*待办*
按页面摘录所述，数据源从nebula改成什么以后，运行就不会出错？

*页面摘录*
.....

如果将上述数据源nebula修改为csv则运行不会出错！！！

------------------------------------------------------------------------------------------------------------------------------

使用nebula graph 算法提交spark任务时报错：读取数据源使用的nebula！！！

Exception in thread "main" java.lang.NoSuchMethodError: 'java.lang.String com.google.common.net.HostAndPort.getHostText()'
at com.vesoft.nebula.connector.NebulaOptions$$anonfun$getMetaAddress$1.apply(NebulaOptions.scala:186)
at com.vesoft.nebula.connector.NebulaOptions$$anonfun$getMetaAddress$1.apply(NebulaOptions.scala:183)
at scala.collection.IndexedSeqOptimized$class.foreach(IndexedSeqOptimized.scala:33)
at scala.collection.mutable.ArrayOps$ofRef.foreach(ArrayOps.scala:186)
at com.vesoft.nebula.connector.NebulaOptions.getMetaAddress(NebulaOptions.scala:183)
at com.vesoft.nebula.connector.reader.NebulaSourceReader.getSchema(NebulaSourceReader.scala:45)
at com.vesoft.nebula.connector.reader.NebulaSourceReader.readSchema(NebulaSourceReader.scala:30)
at org.apache.spark.sql.execution.datasources.v2.DataSourceV2Relation$.create(DataSourceV2Relation.scala:175)
at org.apache.spark.sql.DataFrameReader.load(DataFrameReader.scala:223)
at org.apache.spark.sql.DataFrameReader.load(DataFrameReader.scala:186)
at com.vesoft.nebula.connector.connector.package$NebulaDataFrameReader.loadEdgesToDF(package.scala:172)

.....

*数据摘录*

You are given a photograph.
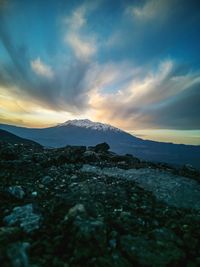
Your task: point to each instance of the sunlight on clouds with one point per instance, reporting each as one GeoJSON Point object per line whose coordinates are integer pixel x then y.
{"type": "Point", "coordinates": [41, 69]}
{"type": "Point", "coordinates": [83, 45]}
{"type": "Point", "coordinates": [83, 49]}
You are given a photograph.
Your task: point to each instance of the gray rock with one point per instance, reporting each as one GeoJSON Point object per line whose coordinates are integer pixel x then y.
{"type": "Point", "coordinates": [17, 254]}
{"type": "Point", "coordinates": [47, 180]}
{"type": "Point", "coordinates": [24, 217]}
{"type": "Point", "coordinates": [16, 191]}
{"type": "Point", "coordinates": [78, 209]}
{"type": "Point", "coordinates": [147, 252]}
{"type": "Point", "coordinates": [90, 155]}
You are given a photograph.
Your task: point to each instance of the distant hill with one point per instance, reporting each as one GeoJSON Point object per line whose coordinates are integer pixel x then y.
{"type": "Point", "coordinates": [8, 137]}
{"type": "Point", "coordinates": [88, 133]}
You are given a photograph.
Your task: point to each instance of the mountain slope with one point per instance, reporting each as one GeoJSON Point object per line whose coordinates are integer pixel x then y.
{"type": "Point", "coordinates": [8, 137]}
{"type": "Point", "coordinates": [85, 132]}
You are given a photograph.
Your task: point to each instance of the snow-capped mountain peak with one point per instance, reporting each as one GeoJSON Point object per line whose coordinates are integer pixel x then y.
{"type": "Point", "coordinates": [85, 123]}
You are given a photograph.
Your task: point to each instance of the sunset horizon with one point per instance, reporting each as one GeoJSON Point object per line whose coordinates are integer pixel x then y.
{"type": "Point", "coordinates": [134, 65]}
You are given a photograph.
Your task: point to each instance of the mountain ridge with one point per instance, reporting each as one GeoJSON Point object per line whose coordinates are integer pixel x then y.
{"type": "Point", "coordinates": [85, 132]}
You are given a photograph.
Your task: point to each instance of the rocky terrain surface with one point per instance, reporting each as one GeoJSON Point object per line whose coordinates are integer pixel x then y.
{"type": "Point", "coordinates": [78, 206]}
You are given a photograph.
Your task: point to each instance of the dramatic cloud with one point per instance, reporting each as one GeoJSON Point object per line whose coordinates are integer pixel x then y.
{"type": "Point", "coordinates": [41, 68]}
{"type": "Point", "coordinates": [134, 64]}
{"type": "Point", "coordinates": [164, 99]}
{"type": "Point", "coordinates": [83, 45]}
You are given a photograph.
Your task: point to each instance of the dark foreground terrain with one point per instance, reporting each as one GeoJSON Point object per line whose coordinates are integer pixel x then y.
{"type": "Point", "coordinates": [78, 206]}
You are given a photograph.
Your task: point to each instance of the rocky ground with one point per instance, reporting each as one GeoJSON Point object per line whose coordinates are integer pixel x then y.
{"type": "Point", "coordinates": [78, 206]}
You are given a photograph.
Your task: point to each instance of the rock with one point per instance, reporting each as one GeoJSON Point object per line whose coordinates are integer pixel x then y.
{"type": "Point", "coordinates": [16, 191]}
{"type": "Point", "coordinates": [145, 252]}
{"type": "Point", "coordinates": [17, 254]}
{"type": "Point", "coordinates": [103, 147]}
{"type": "Point", "coordinates": [47, 180]}
{"type": "Point", "coordinates": [34, 194]}
{"type": "Point", "coordinates": [78, 209]}
{"type": "Point", "coordinates": [90, 156]}
{"type": "Point", "coordinates": [24, 217]}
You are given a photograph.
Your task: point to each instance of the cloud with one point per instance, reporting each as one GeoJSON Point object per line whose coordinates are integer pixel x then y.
{"type": "Point", "coordinates": [83, 44]}
{"type": "Point", "coordinates": [162, 99]}
{"type": "Point", "coordinates": [83, 48]}
{"type": "Point", "coordinates": [41, 69]}
{"type": "Point", "coordinates": [151, 9]}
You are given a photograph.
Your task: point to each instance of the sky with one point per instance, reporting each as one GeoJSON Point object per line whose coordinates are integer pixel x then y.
{"type": "Point", "coordinates": [134, 64]}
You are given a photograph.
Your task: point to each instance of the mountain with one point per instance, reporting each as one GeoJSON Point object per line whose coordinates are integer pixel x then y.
{"type": "Point", "coordinates": [8, 137]}
{"type": "Point", "coordinates": [86, 132]}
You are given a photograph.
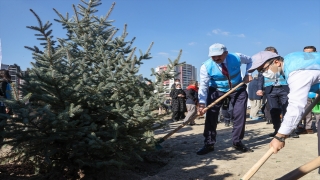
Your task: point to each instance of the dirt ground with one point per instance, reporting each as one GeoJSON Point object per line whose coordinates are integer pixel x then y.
{"type": "Point", "coordinates": [177, 160]}
{"type": "Point", "coordinates": [225, 163]}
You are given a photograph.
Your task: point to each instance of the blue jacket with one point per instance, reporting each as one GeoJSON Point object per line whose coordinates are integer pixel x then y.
{"type": "Point", "coordinates": [252, 89]}
{"type": "Point", "coordinates": [302, 61]}
{"type": "Point", "coordinates": [218, 80]}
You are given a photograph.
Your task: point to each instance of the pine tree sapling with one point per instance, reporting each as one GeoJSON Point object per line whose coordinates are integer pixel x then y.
{"type": "Point", "coordinates": [87, 107]}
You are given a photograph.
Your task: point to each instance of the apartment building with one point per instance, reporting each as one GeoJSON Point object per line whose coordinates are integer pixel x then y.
{"type": "Point", "coordinates": [187, 72]}
{"type": "Point", "coordinates": [13, 71]}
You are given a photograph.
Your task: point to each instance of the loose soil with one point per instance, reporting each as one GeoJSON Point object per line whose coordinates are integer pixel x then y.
{"type": "Point", "coordinates": [177, 160]}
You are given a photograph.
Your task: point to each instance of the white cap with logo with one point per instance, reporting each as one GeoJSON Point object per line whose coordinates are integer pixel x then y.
{"type": "Point", "coordinates": [216, 49]}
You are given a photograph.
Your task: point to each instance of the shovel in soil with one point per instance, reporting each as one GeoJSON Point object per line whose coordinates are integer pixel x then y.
{"type": "Point", "coordinates": [157, 144]}
{"type": "Point", "coordinates": [297, 173]}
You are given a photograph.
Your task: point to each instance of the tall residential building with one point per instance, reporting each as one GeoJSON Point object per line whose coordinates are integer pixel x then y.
{"type": "Point", "coordinates": [13, 71]}
{"type": "Point", "coordinates": [186, 72]}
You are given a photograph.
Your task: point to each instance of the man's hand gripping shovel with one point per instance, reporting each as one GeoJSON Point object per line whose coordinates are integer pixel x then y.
{"type": "Point", "coordinates": [158, 146]}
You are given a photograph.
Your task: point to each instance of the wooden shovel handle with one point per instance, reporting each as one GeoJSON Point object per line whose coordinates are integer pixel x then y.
{"type": "Point", "coordinates": [302, 170]}
{"type": "Point", "coordinates": [258, 164]}
{"type": "Point", "coordinates": [205, 110]}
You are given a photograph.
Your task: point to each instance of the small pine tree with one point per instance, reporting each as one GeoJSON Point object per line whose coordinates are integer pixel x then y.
{"type": "Point", "coordinates": [86, 107]}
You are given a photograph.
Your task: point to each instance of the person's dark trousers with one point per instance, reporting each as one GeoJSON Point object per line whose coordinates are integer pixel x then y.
{"type": "Point", "coordinates": [176, 115]}
{"type": "Point", "coordinates": [227, 114]}
{"type": "Point", "coordinates": [278, 102]}
{"type": "Point", "coordinates": [239, 102]}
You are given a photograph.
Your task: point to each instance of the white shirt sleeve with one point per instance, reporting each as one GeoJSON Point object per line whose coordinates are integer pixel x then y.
{"type": "Point", "coordinates": [204, 84]}
{"type": "Point", "coordinates": [245, 60]}
{"type": "Point", "coordinates": [299, 84]}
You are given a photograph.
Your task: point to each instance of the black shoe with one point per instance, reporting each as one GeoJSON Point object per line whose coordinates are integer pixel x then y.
{"type": "Point", "coordinates": [192, 124]}
{"type": "Point", "coordinates": [272, 134]}
{"type": "Point", "coordinates": [241, 147]}
{"type": "Point", "coordinates": [268, 121]}
{"type": "Point", "coordinates": [205, 149]}
{"type": "Point", "coordinates": [294, 135]}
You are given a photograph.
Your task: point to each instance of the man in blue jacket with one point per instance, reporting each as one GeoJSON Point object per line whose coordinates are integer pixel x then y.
{"type": "Point", "coordinates": [254, 99]}
{"type": "Point", "coordinates": [302, 71]}
{"type": "Point", "coordinates": [219, 74]}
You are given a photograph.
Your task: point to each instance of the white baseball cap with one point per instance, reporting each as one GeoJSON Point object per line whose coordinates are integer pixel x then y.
{"type": "Point", "coordinates": [260, 58]}
{"type": "Point", "coordinates": [216, 49]}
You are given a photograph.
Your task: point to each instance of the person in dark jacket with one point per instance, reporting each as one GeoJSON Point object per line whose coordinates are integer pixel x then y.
{"type": "Point", "coordinates": [192, 101]}
{"type": "Point", "coordinates": [254, 99]}
{"type": "Point", "coordinates": [178, 103]}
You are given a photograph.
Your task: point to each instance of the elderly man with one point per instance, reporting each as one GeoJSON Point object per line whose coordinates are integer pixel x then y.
{"type": "Point", "coordinates": [219, 74]}
{"type": "Point", "coordinates": [302, 71]}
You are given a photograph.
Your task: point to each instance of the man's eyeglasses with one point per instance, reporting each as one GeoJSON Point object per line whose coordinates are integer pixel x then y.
{"type": "Point", "coordinates": [266, 68]}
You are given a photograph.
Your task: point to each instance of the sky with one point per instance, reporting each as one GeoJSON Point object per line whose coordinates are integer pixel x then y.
{"type": "Point", "coordinates": [246, 27]}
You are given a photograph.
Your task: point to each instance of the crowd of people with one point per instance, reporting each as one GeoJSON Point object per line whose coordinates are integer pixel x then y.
{"type": "Point", "coordinates": [282, 90]}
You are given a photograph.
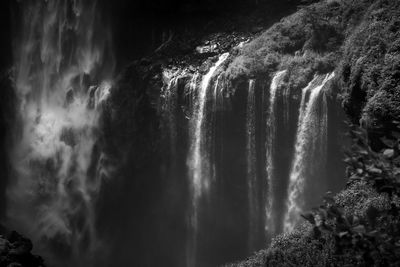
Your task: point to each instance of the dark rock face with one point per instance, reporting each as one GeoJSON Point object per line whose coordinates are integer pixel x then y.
{"type": "Point", "coordinates": [15, 250]}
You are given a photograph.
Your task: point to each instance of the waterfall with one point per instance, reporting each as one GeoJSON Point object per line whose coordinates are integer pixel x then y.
{"type": "Point", "coordinates": [310, 148]}
{"type": "Point", "coordinates": [270, 143]}
{"type": "Point", "coordinates": [199, 165]}
{"type": "Point", "coordinates": [254, 209]}
{"type": "Point", "coordinates": [56, 174]}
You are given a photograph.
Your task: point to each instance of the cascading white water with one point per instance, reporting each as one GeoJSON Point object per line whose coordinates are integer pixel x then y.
{"type": "Point", "coordinates": [310, 146]}
{"type": "Point", "coordinates": [254, 209]}
{"type": "Point", "coordinates": [198, 162]}
{"type": "Point", "coordinates": [170, 97]}
{"type": "Point", "coordinates": [270, 142]}
{"type": "Point", "coordinates": [59, 59]}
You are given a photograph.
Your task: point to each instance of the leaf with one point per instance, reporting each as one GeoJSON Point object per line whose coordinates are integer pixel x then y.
{"type": "Point", "coordinates": [388, 142]}
{"type": "Point", "coordinates": [388, 153]}
{"type": "Point", "coordinates": [359, 229]}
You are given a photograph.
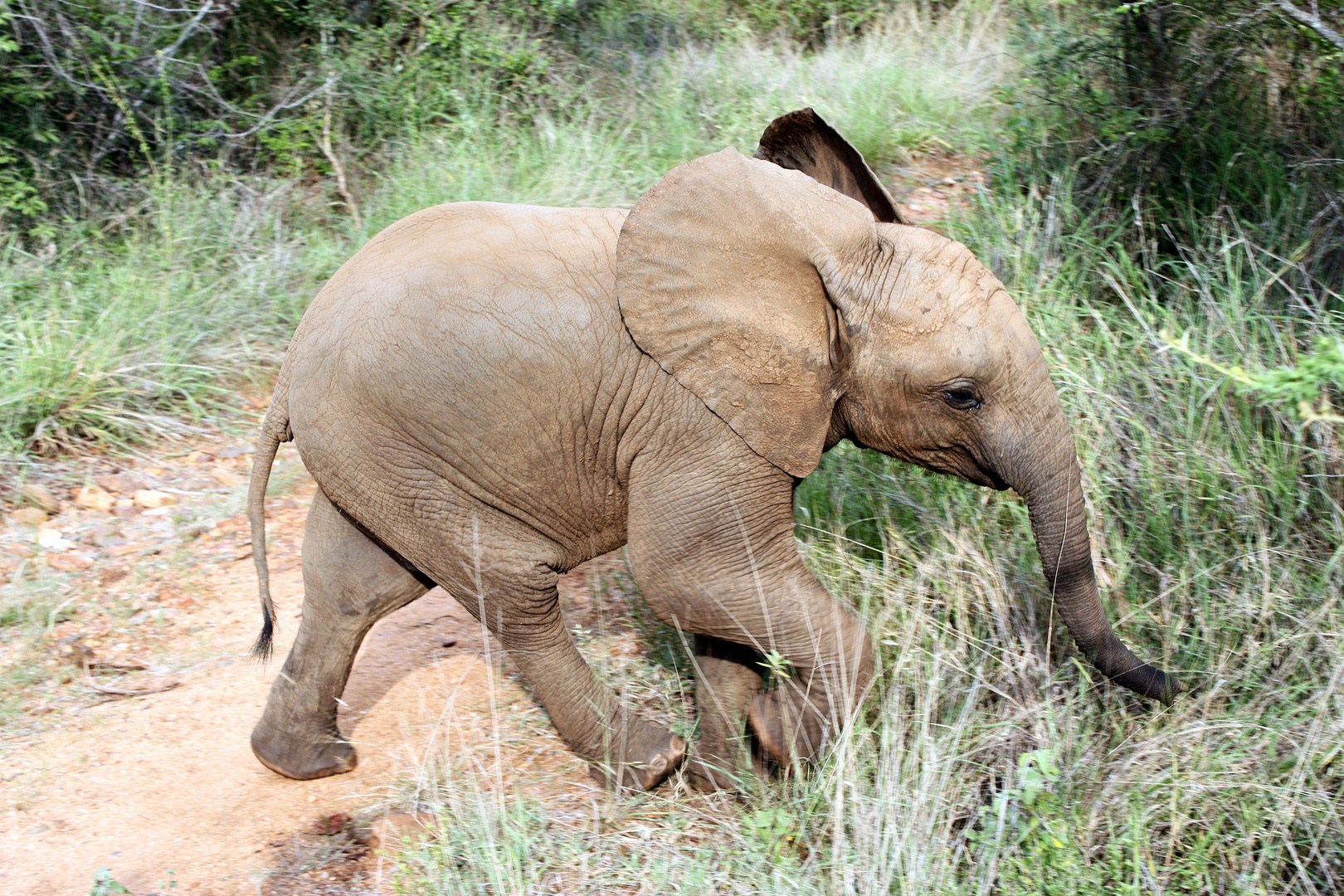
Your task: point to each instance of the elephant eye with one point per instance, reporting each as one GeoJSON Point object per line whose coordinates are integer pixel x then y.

.....

*本题答案*
改成csv。